> [JOB]:
Retype each of the following items exactly as it appears, with no changes.

(Source data)
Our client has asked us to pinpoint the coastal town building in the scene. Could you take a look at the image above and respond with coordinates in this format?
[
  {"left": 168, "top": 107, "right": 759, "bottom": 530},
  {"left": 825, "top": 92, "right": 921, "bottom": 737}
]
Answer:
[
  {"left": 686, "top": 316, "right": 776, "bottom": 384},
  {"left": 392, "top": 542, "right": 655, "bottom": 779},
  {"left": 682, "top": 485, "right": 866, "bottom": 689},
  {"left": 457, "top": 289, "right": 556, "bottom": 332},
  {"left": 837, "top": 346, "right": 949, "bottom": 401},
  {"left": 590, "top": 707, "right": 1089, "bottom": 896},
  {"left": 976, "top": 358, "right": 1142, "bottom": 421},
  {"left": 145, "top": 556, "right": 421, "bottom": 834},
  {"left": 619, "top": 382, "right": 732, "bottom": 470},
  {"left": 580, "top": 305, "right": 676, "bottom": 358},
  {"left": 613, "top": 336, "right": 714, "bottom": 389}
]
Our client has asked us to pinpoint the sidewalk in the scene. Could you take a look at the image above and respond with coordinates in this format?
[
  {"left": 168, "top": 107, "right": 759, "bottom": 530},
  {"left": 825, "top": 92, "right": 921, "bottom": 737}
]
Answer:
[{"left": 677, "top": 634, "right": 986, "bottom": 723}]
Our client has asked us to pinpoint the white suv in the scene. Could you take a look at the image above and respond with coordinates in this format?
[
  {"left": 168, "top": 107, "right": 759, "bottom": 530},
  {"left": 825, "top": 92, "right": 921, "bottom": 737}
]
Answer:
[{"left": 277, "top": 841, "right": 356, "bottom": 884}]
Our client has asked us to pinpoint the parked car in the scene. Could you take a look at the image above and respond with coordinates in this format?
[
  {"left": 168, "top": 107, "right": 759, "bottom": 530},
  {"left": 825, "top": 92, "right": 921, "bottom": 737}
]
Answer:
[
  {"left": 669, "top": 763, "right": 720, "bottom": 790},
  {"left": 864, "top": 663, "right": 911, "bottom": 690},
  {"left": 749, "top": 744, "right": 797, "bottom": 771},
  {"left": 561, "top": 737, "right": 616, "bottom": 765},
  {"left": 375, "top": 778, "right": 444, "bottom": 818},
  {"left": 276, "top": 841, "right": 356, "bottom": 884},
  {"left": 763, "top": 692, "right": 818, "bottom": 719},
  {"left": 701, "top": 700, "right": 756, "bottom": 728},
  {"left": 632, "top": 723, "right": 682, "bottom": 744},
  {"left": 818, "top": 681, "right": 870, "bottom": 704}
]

> [IN RESPONSE]:
Our client has asked us to pinpoint the coastal town building in the scene. Could you take a look at the image above and respond with coordinates in this format?
[
  {"left": 168, "top": 107, "right": 759, "bottom": 530},
  {"left": 825, "top": 92, "right": 921, "bottom": 737}
]
Answer:
[
  {"left": 686, "top": 316, "right": 776, "bottom": 384},
  {"left": 392, "top": 542, "right": 655, "bottom": 779},
  {"left": 682, "top": 485, "right": 866, "bottom": 689},
  {"left": 457, "top": 289, "right": 556, "bottom": 332},
  {"left": 837, "top": 346, "right": 949, "bottom": 401},
  {"left": 590, "top": 707, "right": 1089, "bottom": 896},
  {"left": 976, "top": 358, "right": 1142, "bottom": 421},
  {"left": 145, "top": 556, "right": 421, "bottom": 834},
  {"left": 619, "top": 382, "right": 732, "bottom": 470},
  {"left": 580, "top": 305, "right": 676, "bottom": 358},
  {"left": 613, "top": 336, "right": 714, "bottom": 389}
]
Our client has asked us to pinpoint the sidewalk in the scene. Could you take a look at the image above and respond with coordinates in this format?
[
  {"left": 168, "top": 107, "right": 759, "bottom": 530},
  {"left": 825, "top": 92, "right": 921, "bottom": 737}
]
Answer:
[{"left": 677, "top": 634, "right": 986, "bottom": 723}]
Our client has asked us to pinpoint the white suv in the scene. Could you take a look at the image above and respond with coordinates in this format?
[
  {"left": 168, "top": 107, "right": 759, "bottom": 530},
  {"left": 825, "top": 92, "right": 921, "bottom": 737}
]
Answer:
[{"left": 277, "top": 841, "right": 356, "bottom": 884}]
Our client has asked us to pinpoint the parked car in the scene. Could you take a look at the image above and respond with coordinates in this format?
[
  {"left": 168, "top": 107, "right": 759, "bottom": 530},
  {"left": 825, "top": 92, "right": 921, "bottom": 737}
]
Answer:
[
  {"left": 669, "top": 763, "right": 720, "bottom": 790},
  {"left": 864, "top": 663, "right": 911, "bottom": 690},
  {"left": 749, "top": 744, "right": 797, "bottom": 771},
  {"left": 561, "top": 737, "right": 616, "bottom": 765},
  {"left": 375, "top": 778, "right": 444, "bottom": 818},
  {"left": 276, "top": 841, "right": 356, "bottom": 884},
  {"left": 763, "top": 692, "right": 818, "bottom": 719},
  {"left": 701, "top": 700, "right": 756, "bottom": 728},
  {"left": 632, "top": 723, "right": 682, "bottom": 744},
  {"left": 818, "top": 681, "right": 870, "bottom": 704}
]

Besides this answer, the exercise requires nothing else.